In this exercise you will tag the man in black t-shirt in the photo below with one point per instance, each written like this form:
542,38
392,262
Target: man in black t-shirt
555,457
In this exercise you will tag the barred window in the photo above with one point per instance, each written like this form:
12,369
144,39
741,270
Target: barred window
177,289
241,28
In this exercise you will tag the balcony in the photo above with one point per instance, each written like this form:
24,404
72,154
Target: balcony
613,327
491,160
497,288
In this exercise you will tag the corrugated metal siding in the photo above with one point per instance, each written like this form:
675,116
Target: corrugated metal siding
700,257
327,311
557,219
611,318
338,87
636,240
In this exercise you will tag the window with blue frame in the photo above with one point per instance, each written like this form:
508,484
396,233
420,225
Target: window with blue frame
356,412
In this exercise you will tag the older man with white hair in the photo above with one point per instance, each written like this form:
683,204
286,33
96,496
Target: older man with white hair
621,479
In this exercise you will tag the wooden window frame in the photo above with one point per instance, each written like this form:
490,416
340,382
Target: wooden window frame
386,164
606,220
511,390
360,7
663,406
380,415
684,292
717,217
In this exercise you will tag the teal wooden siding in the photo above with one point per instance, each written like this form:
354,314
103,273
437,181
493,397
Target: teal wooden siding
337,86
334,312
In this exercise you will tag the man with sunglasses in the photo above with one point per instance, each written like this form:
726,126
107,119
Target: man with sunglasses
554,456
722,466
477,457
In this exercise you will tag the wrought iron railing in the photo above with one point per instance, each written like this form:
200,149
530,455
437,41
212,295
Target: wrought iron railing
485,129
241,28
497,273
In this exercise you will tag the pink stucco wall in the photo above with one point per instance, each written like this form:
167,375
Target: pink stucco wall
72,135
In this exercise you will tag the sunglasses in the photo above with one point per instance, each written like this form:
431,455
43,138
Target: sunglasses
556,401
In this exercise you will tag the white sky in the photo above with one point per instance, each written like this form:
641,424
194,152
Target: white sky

[Written request]
Rewrite the listing above, replacing "exercise" with "task" and keeping everything else the same.

[Solution for this task]
In this task you will tag the man in black t-shirt in the photo below with one point per instance, each written like this form:
542,38
392,262
Target: man in black t-shirt
555,457
In this task you will tag the barred window in the photo above with one point per instance, each written like this form:
12,369
144,39
741,270
Target: barred window
177,289
241,28
In this task you will tag the balcony in the photo above with one point per instance, each written like this form:
24,404
72,154
Target: balcony
613,327
491,160
497,288
In this task you will tag the corrugated metal siding in the photo above with one point per instance, each written like this form:
675,116
Target: corrugated metal siding
700,257
327,311
557,219
611,318
338,87
636,240
In this task you will tag the window with blue frame in the photo above with one point per instance, each written like this form:
508,484
396,233
420,225
Target: window with blue frame
356,412
In this task you will tag the older man with white hair in the photo above with one point per instance, each written like this form:
683,204
286,33
96,496
Target: older man with white hair
621,479
In this task you will tag the wooden window frame in the photo above with one point per instance, each written like this form:
490,416
340,382
Target: wooden window frame
386,164
606,220
511,390
360,7
663,406
380,415
684,292
717,217
In this task you will tag the teal wooden siding in the photo above with one point per instance, each written like this form:
354,314
103,273
437,181
493,397
Target: teal wooden siding
337,86
334,312
In this task you will tag the man with sunglasses in the photo above with one point per instance, each written like this form:
726,126
107,119
Target: man with sunglasses
554,456
722,466
477,457
In this task you will tag the wrought iron railing in the photo above with one point per instance, each written like this form:
200,149
530,455
437,41
212,295
Target: wrought iron railing
485,129
241,28
497,273
In this task you will tag the pink stucco wall in the photo above with one point per instance, each written like this form:
167,375
Target: pink stucco wall
72,135
In this task you will tag the sunglasses in the photo above with one point per instance, each written like this form:
431,455
43,138
Target: sunglasses
556,401
In this task you will tag the white sky in the photo above with one point per instance, each written like this form:
641,424
194,152
Target: white sky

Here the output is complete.